(RECORDS SUPPLIED Opens)

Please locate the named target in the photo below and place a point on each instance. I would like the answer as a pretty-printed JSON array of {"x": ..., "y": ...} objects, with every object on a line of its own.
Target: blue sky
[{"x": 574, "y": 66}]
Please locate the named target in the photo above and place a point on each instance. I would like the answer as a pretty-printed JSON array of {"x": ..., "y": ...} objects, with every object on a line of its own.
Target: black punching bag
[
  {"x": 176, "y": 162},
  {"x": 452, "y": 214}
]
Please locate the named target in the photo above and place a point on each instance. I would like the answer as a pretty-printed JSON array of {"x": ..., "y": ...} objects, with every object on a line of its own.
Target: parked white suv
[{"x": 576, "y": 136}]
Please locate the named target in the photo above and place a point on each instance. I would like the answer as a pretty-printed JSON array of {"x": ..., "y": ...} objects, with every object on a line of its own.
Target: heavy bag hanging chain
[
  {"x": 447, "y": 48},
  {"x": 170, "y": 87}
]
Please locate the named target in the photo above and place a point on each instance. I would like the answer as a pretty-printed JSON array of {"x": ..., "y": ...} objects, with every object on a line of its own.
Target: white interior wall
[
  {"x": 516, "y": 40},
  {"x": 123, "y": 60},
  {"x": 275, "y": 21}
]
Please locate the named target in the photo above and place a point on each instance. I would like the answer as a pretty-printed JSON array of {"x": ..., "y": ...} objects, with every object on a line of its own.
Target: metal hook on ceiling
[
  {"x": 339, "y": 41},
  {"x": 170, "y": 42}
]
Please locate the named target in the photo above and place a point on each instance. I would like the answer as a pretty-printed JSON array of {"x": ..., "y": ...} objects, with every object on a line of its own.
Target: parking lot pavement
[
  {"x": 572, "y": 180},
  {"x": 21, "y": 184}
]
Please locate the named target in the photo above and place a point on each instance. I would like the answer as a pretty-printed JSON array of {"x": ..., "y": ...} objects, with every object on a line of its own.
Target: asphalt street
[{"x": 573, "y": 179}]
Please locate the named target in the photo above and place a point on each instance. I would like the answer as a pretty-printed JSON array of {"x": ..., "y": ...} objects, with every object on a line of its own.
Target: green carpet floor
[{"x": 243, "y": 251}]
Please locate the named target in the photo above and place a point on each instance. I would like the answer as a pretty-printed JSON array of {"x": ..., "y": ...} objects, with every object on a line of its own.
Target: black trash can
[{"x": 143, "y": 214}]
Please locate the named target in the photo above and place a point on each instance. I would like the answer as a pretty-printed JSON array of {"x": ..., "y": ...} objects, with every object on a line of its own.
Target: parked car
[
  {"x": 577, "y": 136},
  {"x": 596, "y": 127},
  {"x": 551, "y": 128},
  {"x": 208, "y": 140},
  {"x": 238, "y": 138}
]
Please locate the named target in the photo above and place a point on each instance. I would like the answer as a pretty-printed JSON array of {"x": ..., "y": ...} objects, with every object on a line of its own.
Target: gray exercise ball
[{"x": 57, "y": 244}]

(RECORDS SUPPLIED Closes)

Repeat every record above. Each one must match exactly.

SOLUTION:
Please locate the named target in the photo below and place a point on each instance. I would like the answer as a pretty-printed JSON array of {"x": ..., "y": ...} objects, with every object on a line of its own.
Target: blue sky
[{"x": 574, "y": 66}]
Please locate the named target in the photo above and place a point on each instance. I would like the answer as a pretty-printed JSON array of {"x": ..., "y": ...} objects, with every object on a line of its own.
Target: black punching bag
[
  {"x": 176, "y": 162},
  {"x": 452, "y": 214}
]
Please locate the named target in the photo above and place a point on each instance. I would like the answer as a pretty-printed JSON array of {"x": ..., "y": ...} objects, with every object on a line of its own.
Target: parked white suv
[{"x": 576, "y": 136}]
Please locate the named target in the photo above and place a point on each instance. I would like the answer as a pretty-printed JSON array of {"x": ..., "y": ...} objects, with every object on a line of its own.
Target: heavy bag hanging chain
[
  {"x": 447, "y": 48},
  {"x": 170, "y": 87}
]
Please locate the named target in the photo above and place a point on each instance. I would like the answer as a pretty-printed JSON array of {"x": ..., "y": ...} objects, with every object on a line of its own.
Target: white interior wall
[
  {"x": 516, "y": 40},
  {"x": 123, "y": 60},
  {"x": 275, "y": 21}
]
Please locate the named target in the photo above and place a point on each instance. I would like the answer as a pretty-printed JSON array of {"x": ..., "y": ...} objects, with every object on a line of its own.
Target: metal hook on ceiling
[
  {"x": 339, "y": 41},
  {"x": 170, "y": 42}
]
Please locate the named target in the photo above and place a point on each instance. I would like the answer as a pretty-printed JSON array of {"x": ..., "y": ...} objects, with every object on a line of its own.
Target: parking lot pavement
[
  {"x": 572, "y": 180},
  {"x": 21, "y": 184}
]
Please locate the named target in the photo above and place a point on each instance. I would like the answer as a pretty-printed JSON array of {"x": ..., "y": ...} objects, with every object on a line of its own.
Target: asphalt street
[{"x": 573, "y": 179}]
Please locate the named target in the photo above and place a point on each instance. I would like the answer as a pretty-printed JSON array of {"x": ..., "y": ...} objects, with every object on a line of its own.
Target: green carpet floor
[{"x": 243, "y": 251}]
Please locate the named target in the photo above and place a point on each instance. I would like the answer as a pretty-printed JSON array of {"x": ..., "y": ...} objects, with every object on a line of its own.
Target: black trash can
[{"x": 143, "y": 214}]
Please locate the named target in the photo above and place a point on each instance. I would like the answer as a pretty-printed JSON array of {"x": ..., "y": ...} objects, with every object on a line of its own.
Target: parked car
[
  {"x": 577, "y": 136},
  {"x": 596, "y": 127},
  {"x": 551, "y": 128},
  {"x": 208, "y": 140},
  {"x": 238, "y": 138}
]
Please locate the named target in the photo above and place a point on each instance. I would like the answer as a pretty-printed JSON array of {"x": ..., "y": ...} objects, with every object on a line of its own.
Target: gray exercise ball
[{"x": 57, "y": 244}]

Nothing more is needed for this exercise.